- **Records**:
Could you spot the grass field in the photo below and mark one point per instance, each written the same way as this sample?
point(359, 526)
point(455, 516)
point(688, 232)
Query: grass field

- **Goal**:
Turn every line of the records above into a numbered list, and leave out any blank lines.

- **Response**:
1. Could you spot the grass field in the photo below and mark one point per instance, each written the same way as this sample?
2. point(359, 526)
3. point(455, 516)
4. point(688, 232)
5. Query: grass field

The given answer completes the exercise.